**GIVEN RECORDS:**
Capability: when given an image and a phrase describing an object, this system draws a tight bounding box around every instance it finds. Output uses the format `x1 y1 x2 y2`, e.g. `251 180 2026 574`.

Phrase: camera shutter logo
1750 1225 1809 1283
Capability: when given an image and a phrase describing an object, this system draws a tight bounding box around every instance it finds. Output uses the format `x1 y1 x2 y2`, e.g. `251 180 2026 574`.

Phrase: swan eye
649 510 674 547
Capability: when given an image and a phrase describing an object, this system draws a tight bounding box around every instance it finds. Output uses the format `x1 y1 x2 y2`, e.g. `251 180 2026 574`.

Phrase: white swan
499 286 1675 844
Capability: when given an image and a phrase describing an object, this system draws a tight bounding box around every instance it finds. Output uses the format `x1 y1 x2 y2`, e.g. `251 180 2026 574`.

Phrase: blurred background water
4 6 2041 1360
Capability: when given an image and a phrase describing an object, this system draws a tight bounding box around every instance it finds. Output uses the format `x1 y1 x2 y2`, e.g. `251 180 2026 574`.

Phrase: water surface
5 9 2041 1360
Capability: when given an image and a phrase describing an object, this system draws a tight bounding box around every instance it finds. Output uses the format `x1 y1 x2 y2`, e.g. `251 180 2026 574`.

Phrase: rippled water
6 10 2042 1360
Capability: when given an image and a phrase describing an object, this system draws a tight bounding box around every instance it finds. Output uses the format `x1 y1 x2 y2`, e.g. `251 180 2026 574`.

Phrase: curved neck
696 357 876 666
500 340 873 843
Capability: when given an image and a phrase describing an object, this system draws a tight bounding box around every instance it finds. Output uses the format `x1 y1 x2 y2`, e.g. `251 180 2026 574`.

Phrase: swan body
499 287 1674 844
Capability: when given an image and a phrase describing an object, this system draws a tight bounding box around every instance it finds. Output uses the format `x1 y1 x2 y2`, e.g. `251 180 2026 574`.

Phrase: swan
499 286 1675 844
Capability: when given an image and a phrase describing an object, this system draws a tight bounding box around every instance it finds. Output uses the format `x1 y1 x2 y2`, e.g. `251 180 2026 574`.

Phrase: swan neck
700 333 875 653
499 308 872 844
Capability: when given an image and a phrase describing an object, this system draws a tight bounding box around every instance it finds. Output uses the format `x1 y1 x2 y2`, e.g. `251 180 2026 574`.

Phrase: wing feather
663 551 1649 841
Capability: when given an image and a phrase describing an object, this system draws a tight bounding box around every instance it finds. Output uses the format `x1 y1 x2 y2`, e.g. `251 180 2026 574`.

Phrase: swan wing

**TASK DETAILS:**
A complete, exact copy of the records is what is needed.

**SOLUTION FOR THIS TASK:**
Capability: when given an image and a phrase describing an object, this system draws a tight bounding box around every instance it finds. Output uses the format `x1 y1 x2 y2`, e.g. `251 180 2026 574`.

Phrase: camera shutter logo
1750 1225 1809 1283
Capability: when given an image and a phrase describing an object, this system draws a tight bounding box around every instance it finds. Output uses the format `x1 y1 x2 y2`, e.g. `251 180 2026 574`.

Phrase: swan eye
649 510 674 547
Capability: when given an image and a phrase describing an object, this system draws a tight bounding box around every instance it finds. Output uses the format `x1 y1 x2 y2`, e.g. `251 180 2026 574`.

Phrase: white swan
499 286 1675 844
Capability: when given an image and a phrase describing an object, this system draws a tight bounding box around every instance it finds. Output uses the format `x1 y1 x2 y2`, e.g. `251 180 2026 574`.

Phrase: blurred background water
4 6 2041 1360
Capability: when given an image and a phrase describing an object, this system draws a tight bounding box around every instance it finds. Output uses the format `x1 y1 x2 y2`, e.g. `251 180 2026 574`.

Phrase: water surface
5 9 2041 1360
Capability: when given an image and a phrase describing an object, this system draws a tight bounding box around every instance it finds. Output uses the format `x1 y1 x2 y2`, e.g. `251 180 2026 574`.

Phrase: rippled water
6 10 2042 1360
Capability: when given an image and a phrase describing an object, this system draws a tight bounding box around every instance it finds. Output uses the format `x1 y1 x2 y2`, e.g. `251 180 2026 574`.

Phrase: curved neck
696 357 876 666
500 340 873 843
Capability: when given an image and a phrase describing an object, this system draws a tight bounding box around every instance it finds. Output uses the format `x1 y1 x2 y2`, e.g. `251 180 2026 574`.

Phrase: swan body
499 287 1674 844
Capability: when given an image and a phrase describing an object, this system draws a tight bounding box around every instance it finds. Output uses the format `x1 y1 x2 y2`, e.g. `251 180 2026 574`.

Phrase: swan
499 286 1675 844
Capability: when given an image and a phrase describing an object, this system draws a tight bounding box around every instance it finds. Output uses the format `x1 y1 x2 y2`, e.g. `251 180 2026 574`.

Phrase: swan neck
700 333 875 653
499 308 872 844
Capability: when given an image and a phrase describing an object, this system draws a tight bounding box around every instance it finds. Output uses the format `x1 y1 x2 y2`, e.g. `251 180 2026 574`.

Phrase: wing feather
663 551 1649 841
Capability: when given an image and a phrase describing an object, this system draws a tight bounding box around every instance it finds. Output uses the format `x1 y1 x2 y2`, e.g. `251 180 2026 574`.

Phrase: swan wing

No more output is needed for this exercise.